Saved data entries:
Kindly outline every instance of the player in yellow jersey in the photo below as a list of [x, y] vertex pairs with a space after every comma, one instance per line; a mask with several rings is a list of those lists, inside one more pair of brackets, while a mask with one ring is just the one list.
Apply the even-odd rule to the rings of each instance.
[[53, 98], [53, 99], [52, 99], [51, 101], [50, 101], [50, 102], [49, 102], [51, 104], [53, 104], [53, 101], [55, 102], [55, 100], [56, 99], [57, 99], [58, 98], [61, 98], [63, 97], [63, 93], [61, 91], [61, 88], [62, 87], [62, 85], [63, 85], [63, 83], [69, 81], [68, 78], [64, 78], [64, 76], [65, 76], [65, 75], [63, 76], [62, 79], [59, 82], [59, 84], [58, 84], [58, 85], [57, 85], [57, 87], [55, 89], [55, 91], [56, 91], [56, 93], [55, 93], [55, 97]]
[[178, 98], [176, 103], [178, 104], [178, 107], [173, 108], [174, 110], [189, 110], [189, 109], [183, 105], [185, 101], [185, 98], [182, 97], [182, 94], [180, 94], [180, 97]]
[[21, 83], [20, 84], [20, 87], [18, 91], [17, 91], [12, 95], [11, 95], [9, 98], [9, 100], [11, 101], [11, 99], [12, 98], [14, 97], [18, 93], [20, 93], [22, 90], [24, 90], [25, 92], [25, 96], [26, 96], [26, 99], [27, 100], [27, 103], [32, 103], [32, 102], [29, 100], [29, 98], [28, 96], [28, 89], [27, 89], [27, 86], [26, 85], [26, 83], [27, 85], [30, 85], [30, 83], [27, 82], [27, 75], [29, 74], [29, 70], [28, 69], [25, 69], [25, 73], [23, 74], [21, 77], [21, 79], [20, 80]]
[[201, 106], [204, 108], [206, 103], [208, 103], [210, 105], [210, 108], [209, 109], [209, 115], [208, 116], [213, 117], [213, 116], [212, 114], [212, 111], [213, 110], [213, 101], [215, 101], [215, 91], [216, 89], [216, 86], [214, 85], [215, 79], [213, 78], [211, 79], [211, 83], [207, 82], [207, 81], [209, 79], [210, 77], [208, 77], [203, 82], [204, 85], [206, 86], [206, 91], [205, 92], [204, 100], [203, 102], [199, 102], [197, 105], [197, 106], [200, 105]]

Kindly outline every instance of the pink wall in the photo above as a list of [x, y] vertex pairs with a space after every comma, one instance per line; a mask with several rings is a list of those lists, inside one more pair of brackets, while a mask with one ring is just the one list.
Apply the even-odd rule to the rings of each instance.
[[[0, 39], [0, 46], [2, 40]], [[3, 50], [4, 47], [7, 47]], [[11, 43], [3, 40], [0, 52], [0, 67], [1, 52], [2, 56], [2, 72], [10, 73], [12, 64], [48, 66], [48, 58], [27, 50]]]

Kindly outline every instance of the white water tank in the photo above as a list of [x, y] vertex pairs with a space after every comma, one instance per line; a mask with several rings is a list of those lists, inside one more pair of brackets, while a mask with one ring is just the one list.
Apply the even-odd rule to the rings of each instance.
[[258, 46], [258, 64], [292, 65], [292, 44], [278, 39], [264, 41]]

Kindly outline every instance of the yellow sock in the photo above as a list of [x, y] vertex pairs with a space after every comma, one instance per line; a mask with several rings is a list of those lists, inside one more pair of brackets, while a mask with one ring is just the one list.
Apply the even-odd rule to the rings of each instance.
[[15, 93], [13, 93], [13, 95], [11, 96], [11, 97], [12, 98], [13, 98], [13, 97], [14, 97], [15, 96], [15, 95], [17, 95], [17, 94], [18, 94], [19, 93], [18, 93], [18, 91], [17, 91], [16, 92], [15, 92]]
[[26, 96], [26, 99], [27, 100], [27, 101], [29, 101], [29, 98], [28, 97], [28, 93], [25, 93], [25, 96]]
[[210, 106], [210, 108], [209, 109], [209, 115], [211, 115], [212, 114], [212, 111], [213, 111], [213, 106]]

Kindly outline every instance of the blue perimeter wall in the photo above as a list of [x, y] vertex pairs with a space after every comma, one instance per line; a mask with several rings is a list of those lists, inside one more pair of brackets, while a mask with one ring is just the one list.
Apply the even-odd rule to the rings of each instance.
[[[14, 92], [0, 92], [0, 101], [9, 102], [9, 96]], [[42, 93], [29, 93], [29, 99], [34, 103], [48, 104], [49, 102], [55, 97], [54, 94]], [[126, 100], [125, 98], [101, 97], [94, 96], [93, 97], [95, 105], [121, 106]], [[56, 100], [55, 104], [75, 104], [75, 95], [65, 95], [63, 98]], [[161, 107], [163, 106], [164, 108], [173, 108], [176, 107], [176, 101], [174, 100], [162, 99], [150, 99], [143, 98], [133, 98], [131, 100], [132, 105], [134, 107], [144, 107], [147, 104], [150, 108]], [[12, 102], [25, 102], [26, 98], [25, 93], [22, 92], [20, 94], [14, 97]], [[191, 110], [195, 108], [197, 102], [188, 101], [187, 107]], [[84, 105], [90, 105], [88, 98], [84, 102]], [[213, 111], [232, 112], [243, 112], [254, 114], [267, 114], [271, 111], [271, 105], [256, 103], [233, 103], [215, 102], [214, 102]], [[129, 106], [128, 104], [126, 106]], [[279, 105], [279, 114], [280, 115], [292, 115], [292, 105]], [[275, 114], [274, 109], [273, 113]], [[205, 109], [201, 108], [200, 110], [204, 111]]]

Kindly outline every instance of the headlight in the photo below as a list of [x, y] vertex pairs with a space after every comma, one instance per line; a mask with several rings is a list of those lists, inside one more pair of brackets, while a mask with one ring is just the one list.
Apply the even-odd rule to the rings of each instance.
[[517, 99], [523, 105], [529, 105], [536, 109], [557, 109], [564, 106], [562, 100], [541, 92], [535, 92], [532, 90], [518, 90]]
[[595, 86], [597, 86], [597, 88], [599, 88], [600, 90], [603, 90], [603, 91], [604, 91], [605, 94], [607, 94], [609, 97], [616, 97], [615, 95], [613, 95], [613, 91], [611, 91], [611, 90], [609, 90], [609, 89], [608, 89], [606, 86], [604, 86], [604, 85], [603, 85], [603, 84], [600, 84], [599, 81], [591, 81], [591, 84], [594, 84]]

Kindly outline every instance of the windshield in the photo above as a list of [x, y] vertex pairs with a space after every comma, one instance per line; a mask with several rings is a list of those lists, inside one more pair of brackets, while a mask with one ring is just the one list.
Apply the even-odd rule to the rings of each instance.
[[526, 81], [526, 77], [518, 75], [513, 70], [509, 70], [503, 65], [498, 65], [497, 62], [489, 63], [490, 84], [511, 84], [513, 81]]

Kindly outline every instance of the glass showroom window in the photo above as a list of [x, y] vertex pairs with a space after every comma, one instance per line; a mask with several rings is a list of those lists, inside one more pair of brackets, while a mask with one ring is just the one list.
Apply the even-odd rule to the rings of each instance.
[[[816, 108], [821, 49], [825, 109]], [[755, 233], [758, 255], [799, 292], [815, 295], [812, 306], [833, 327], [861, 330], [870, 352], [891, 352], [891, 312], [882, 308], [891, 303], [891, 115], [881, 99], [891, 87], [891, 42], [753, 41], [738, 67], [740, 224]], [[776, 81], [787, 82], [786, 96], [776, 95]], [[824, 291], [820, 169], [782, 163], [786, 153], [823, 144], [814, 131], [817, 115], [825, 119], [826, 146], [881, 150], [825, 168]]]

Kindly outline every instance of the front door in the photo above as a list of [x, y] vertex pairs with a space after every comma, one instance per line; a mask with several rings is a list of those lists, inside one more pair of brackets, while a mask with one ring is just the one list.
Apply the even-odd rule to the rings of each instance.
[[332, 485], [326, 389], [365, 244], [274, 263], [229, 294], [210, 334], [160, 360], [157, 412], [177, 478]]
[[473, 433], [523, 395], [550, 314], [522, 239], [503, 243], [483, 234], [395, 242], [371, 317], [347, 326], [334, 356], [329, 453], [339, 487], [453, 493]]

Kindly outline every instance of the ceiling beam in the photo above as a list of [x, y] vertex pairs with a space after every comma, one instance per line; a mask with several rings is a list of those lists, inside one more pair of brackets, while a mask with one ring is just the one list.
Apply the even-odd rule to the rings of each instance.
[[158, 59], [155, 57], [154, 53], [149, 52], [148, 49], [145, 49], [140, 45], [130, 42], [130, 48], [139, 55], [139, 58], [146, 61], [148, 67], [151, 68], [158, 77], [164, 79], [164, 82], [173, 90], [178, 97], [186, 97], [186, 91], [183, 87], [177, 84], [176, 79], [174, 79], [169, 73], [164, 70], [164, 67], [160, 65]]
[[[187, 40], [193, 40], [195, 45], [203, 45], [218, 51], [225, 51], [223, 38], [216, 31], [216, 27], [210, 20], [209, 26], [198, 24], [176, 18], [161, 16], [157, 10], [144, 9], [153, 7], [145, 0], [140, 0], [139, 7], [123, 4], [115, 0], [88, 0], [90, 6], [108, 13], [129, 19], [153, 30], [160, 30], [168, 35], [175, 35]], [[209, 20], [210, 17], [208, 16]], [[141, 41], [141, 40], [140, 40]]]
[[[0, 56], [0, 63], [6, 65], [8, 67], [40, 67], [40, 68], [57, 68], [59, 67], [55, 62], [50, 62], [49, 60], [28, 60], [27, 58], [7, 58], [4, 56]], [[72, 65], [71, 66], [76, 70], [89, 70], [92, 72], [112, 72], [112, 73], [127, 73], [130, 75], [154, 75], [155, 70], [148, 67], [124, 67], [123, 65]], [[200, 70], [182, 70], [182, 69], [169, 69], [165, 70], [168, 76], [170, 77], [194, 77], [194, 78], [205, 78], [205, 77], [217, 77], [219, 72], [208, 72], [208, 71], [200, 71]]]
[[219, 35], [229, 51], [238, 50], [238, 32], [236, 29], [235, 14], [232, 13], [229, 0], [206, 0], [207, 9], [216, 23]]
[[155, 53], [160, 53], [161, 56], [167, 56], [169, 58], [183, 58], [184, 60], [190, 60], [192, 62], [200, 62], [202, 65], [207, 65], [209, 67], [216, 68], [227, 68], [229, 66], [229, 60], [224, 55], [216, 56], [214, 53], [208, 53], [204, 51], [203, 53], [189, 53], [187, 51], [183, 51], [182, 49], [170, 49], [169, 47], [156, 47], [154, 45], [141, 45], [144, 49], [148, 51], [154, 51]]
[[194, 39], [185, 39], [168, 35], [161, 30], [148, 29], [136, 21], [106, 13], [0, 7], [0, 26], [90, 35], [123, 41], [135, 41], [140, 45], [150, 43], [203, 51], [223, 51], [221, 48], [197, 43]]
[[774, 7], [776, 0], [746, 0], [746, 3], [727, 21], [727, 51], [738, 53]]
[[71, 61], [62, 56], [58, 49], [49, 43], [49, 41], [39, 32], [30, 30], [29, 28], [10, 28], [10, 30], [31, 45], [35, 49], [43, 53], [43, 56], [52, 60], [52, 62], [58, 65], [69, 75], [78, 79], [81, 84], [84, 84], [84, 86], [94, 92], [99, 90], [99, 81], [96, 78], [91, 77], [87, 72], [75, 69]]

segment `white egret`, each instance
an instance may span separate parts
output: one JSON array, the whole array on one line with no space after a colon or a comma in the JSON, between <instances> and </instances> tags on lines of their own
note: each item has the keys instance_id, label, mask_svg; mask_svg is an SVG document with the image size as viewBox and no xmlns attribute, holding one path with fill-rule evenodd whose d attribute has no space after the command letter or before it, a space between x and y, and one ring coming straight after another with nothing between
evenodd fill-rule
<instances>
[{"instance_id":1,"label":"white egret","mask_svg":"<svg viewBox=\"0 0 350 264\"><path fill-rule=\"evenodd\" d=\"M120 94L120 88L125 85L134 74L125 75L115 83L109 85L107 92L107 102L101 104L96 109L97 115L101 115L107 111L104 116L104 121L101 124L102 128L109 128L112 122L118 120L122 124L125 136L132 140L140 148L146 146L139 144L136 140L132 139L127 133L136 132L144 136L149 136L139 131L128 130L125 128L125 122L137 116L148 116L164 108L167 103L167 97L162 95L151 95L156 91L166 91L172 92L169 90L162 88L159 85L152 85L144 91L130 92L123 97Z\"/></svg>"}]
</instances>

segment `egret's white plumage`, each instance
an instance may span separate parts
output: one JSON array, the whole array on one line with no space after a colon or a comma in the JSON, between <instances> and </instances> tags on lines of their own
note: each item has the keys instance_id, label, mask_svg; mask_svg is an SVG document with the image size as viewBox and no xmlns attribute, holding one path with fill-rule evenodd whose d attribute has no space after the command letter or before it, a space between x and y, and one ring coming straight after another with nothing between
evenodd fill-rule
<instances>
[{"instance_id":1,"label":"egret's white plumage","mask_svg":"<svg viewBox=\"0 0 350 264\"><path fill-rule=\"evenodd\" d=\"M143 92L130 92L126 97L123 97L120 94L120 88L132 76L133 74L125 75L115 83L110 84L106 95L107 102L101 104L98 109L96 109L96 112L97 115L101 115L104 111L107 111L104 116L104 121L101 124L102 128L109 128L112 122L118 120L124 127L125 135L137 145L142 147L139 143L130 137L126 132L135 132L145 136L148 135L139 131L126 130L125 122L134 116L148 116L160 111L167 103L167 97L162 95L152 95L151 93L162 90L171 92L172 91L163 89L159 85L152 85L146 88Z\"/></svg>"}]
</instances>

## [What this task involves]
Swap "vertex pairs" for "coordinate pairs" in the lines that start at the one containing "Kindly outline every instance of the white" and end with the one containing "111], [213, 106]]", and give those lines again with nothing else changed.

## [Final result]
Kindly outline every instance of the white water tank in the photo above as a list of [x, y] coordinate pairs with a space after every comma, one instance per line; a mask with several rings is a list of those lists, inside one more pair of brackets, while a mask with one ring is just the one list.
Apply the even-odd rule to the rings of each instance.
[[258, 46], [258, 64], [292, 65], [292, 44], [278, 39], [264, 41]]

Kindly outline every instance of the yellow sock in the photo above as a list of [x, y] coordinate pairs with a space after every comma, one instance per line; a mask with several rings is a list of those lists, inside one more pair of brackets, while a mask with one ring is just the one list.
Apply the even-odd rule to the rings of each instance.
[[15, 93], [13, 93], [13, 95], [11, 96], [11, 97], [12, 98], [13, 98], [13, 97], [14, 97], [15, 96], [15, 95], [17, 95], [17, 94], [18, 94], [19, 93], [18, 93], [18, 91], [17, 91], [16, 92], [15, 92]]
[[26, 96], [26, 99], [27, 100], [27, 101], [29, 101], [29, 98], [28, 97], [28, 93], [25, 93], [25, 96]]
[[210, 106], [210, 108], [209, 109], [209, 115], [211, 115], [212, 114], [212, 111], [213, 111], [213, 106]]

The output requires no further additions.